### [DESCRIPTION OF THE TASK]
Give every entry again, word for word.

### [Object pointing dataset rows]
:::

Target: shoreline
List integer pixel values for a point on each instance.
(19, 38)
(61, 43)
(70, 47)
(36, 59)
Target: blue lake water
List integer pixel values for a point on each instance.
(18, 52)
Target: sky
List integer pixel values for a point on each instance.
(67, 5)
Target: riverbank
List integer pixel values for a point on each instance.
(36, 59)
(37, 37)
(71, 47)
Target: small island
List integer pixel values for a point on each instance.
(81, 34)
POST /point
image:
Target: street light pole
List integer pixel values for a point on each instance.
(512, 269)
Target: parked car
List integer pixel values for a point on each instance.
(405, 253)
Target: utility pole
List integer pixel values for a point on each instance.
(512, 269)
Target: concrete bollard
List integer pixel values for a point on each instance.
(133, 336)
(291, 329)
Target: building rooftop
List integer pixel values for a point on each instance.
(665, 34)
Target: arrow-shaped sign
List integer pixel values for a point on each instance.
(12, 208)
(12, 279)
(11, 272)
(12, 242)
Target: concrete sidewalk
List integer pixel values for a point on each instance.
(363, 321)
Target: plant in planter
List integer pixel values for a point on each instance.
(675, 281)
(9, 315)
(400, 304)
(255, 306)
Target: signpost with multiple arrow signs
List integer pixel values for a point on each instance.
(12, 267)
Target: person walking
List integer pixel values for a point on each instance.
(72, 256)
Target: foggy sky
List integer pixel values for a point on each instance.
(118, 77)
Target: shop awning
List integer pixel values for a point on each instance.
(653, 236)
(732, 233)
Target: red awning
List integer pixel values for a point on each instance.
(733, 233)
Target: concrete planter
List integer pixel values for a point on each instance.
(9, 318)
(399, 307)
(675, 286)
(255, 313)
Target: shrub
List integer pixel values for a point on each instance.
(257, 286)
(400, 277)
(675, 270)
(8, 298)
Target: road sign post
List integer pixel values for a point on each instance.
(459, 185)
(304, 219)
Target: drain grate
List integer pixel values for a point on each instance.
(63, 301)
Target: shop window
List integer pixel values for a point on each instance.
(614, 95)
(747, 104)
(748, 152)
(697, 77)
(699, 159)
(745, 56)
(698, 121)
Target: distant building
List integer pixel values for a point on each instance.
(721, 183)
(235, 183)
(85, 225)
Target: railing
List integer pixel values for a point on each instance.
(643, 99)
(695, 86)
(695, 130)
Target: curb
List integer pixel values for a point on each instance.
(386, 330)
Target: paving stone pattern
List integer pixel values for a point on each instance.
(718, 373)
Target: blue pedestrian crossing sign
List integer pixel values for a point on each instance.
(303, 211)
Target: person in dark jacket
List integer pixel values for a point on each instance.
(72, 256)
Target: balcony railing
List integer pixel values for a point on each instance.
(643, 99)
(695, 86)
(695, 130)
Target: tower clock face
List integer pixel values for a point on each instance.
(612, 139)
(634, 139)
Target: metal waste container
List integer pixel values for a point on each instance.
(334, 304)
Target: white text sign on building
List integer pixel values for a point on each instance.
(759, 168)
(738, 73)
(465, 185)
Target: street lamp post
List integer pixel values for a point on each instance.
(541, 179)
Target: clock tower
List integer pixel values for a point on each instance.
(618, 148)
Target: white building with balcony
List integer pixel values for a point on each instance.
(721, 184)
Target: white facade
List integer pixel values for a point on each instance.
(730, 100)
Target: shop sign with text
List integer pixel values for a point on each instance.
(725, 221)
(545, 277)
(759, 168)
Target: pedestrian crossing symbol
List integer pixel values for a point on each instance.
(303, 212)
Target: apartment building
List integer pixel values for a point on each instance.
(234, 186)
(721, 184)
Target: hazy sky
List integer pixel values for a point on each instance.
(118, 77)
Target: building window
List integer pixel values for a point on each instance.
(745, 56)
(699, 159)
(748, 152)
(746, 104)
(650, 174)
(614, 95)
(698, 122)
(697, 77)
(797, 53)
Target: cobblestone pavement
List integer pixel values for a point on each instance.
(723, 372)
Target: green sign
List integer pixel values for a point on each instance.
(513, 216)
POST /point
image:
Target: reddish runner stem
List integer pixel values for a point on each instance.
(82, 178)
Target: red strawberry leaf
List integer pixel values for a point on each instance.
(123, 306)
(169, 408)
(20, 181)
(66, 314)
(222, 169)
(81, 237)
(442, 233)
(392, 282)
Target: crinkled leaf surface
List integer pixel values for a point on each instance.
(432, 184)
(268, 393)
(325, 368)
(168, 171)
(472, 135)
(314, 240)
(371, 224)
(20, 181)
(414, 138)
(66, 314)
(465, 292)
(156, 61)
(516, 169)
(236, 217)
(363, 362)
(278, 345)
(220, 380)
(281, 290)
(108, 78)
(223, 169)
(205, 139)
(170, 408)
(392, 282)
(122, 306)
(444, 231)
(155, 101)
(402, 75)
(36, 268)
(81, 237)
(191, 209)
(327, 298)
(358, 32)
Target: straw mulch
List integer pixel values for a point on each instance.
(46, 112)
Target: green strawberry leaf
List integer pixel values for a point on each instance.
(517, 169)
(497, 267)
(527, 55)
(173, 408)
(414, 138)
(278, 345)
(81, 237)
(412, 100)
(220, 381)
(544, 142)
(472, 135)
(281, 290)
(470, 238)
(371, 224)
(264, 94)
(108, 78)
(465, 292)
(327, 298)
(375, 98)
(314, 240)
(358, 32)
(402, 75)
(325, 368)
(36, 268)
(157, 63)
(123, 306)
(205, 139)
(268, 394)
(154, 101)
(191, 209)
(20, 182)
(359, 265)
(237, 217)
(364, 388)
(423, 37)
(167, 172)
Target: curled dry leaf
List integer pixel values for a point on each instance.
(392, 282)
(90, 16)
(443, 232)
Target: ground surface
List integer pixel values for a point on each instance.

:::

### [FINAL RESULT]
Target: shoreline
List integer pixel values for a point on each instance.
(19, 38)
(61, 43)
(70, 47)
(36, 59)
Target: blue lake water
List integer pixel values for a point on each instance.
(18, 52)
Target: sky
List integer pixel values for a point on each instance.
(67, 5)
Target: riverbank
List integer pixel values for a point on each instance.
(36, 59)
(37, 37)
(71, 47)
Target: small island
List integer pixel values for a point on each instance.
(81, 34)
POST /point
image:
Target: street light pole
List integer pixel values for a point on each instance.
(512, 269)
Target: parked car
List integer pixel values for a point on each instance.
(405, 253)
Target: utility pole
List integer pixel values for a point on each instance.
(512, 269)
Target: concrete bollard
List integer pixel values for a point on each instance.
(133, 336)
(291, 329)
Target: building rooftop
List integer pixel values for a point on each instance.
(665, 34)
Target: arrow-shaped sign
List integer pixel values for a point on each instance.
(12, 208)
(12, 279)
(11, 272)
(12, 242)
Target: concrete sidewalk
List integer pixel values for a point on each instance.
(363, 321)
Target: plant in planter
List integer pixel values for a point on each instance.
(675, 281)
(9, 315)
(400, 304)
(255, 306)
Target: signpost with multiple arrow signs
List integer pixel values for a point on each instance.
(12, 267)
Target: person walking
List integer pixel values for a point on each instance.
(72, 256)
Target: foggy sky
List integer pixel values for a point on each instance.
(118, 77)
Target: shop awning
List integer pixel values for a point on each instance.
(653, 236)
(732, 233)
Target: red awning
List integer pixel values for a point on each instance.
(733, 233)
Target: concrete planter
List integer pixel values for a point on each instance.
(9, 318)
(399, 307)
(675, 286)
(255, 313)
Target: shrub
List integer pixel values for a point on each instance.
(257, 286)
(400, 277)
(675, 270)
(8, 298)
Target: road sign post
List integer pixel values for a point on each instance.
(459, 185)
(304, 219)
Target: drain grate
List integer pixel values for a point on each instance.
(63, 301)
Target: shop window
List integer pixel values for a point on each instance.
(614, 95)
(747, 104)
(748, 152)
(697, 77)
(699, 159)
(745, 56)
(698, 121)
Target: distant building
List integer pixel values for a point on each instance.
(721, 183)
(235, 183)
(85, 225)
Target: railing
List integer pixel values for a point on each instance.
(643, 99)
(695, 86)
(695, 130)
Target: curb
List integer pixel values for a point on each instance.
(386, 330)
Target: paving stone pattern
List integer pixel values for a point on each instance.
(718, 373)
Target: blue pedestrian crossing sign
List integer pixel values for a point on each instance.
(303, 211)
Target: person in dark jacket
List integer pixel values for a point on each instance.
(72, 256)
Target: balcony railing
List integer pixel values for a point on each instance.
(643, 99)
(695, 86)
(695, 130)
Target: tower clock face
List integer pixel values for a point on each instance.
(612, 139)
(634, 139)
Target: metal waste container
List integer pixel values for a point on each instance.
(334, 304)
Target: white text sign on building
List integer pixel values for a point on each instance.
(759, 168)
(738, 73)
(465, 185)
Target: street lamp post
List integer pixel values for a point on each instance.
(541, 179)
Target: clock tower
List integer pixel values for a point on each instance.
(618, 148)
Target: white building with balcony
List integer pixel values for a point on each instance.
(721, 184)
Target: white facade
List integer pixel values for a point on each instance.
(730, 100)
Target: shop sign with text
List integer pixel values for a point on each instance.
(725, 221)
(545, 277)
(759, 168)
Target: pedestrian crossing symbol
List integer pixel values for a point on each instance.
(303, 212)
Target: apartment building
List integer pixel values for a point on each instance.
(234, 186)
(721, 184)
Target: hazy sky
List integer pixel values for a point on each instance.
(118, 77)
Target: building window
List integer pixel values for a point on each instance.
(745, 56)
(699, 159)
(748, 152)
(746, 104)
(650, 174)
(614, 95)
(698, 122)
(697, 77)
(797, 53)
Target: cobblestone pavement
List integer pixel values for a point on each instance.
(723, 372)
Target: green sign
List integer pixel values for a point on each instance.
(513, 216)
POST /point
image:
Target: reddish runner stem
List integer pixel values for a point on each instance.
(82, 178)
Target: red strawberry leaf
List integer pixel values for a point on each instance.
(123, 306)
(169, 408)
(20, 181)
(66, 314)
(222, 169)
(81, 237)
(442, 233)
(392, 282)
Target: crinkled leaf surface
List integer pixel values for a point on each instance.
(432, 184)
(268, 393)
(325, 368)
(168, 171)
(472, 135)
(314, 240)
(371, 224)
(20, 181)
(414, 138)
(66, 314)
(465, 292)
(156, 61)
(516, 169)
(236, 217)
(363, 362)
(278, 345)
(220, 380)
(281, 290)
(108, 78)
(223, 169)
(205, 139)
(170, 408)
(392, 282)
(122, 306)
(444, 231)
(155, 101)
(402, 75)
(36, 268)
(81, 237)
(191, 209)
(327, 298)
(358, 32)
Target: straw mulch
List integer pixel values for a point on each instance.
(46, 112)
Target: green strawberry leaf
List integer pixel values for a point on each instance.
(517, 169)
(497, 267)
(527, 55)
(173, 408)
(414, 138)
(278, 345)
(81, 237)
(412, 100)
(220, 381)
(544, 142)
(472, 135)
(281, 290)
(470, 238)
(371, 224)
(264, 94)
(108, 78)
(465, 292)
(327, 298)
(375, 98)
(314, 240)
(358, 32)
(402, 75)
(325, 368)
(36, 268)
(157, 63)
(123, 306)
(205, 139)
(268, 394)
(154, 101)
(191, 209)
(20, 182)
(359, 265)
(237, 217)
(364, 388)
(423, 37)
(167, 172)
Target: curled dry leaf
List integer pixel values for a point on each instance.
(392, 282)
(90, 16)
(443, 232)
Target: ground surface
List integer pixel values for a point on each instance.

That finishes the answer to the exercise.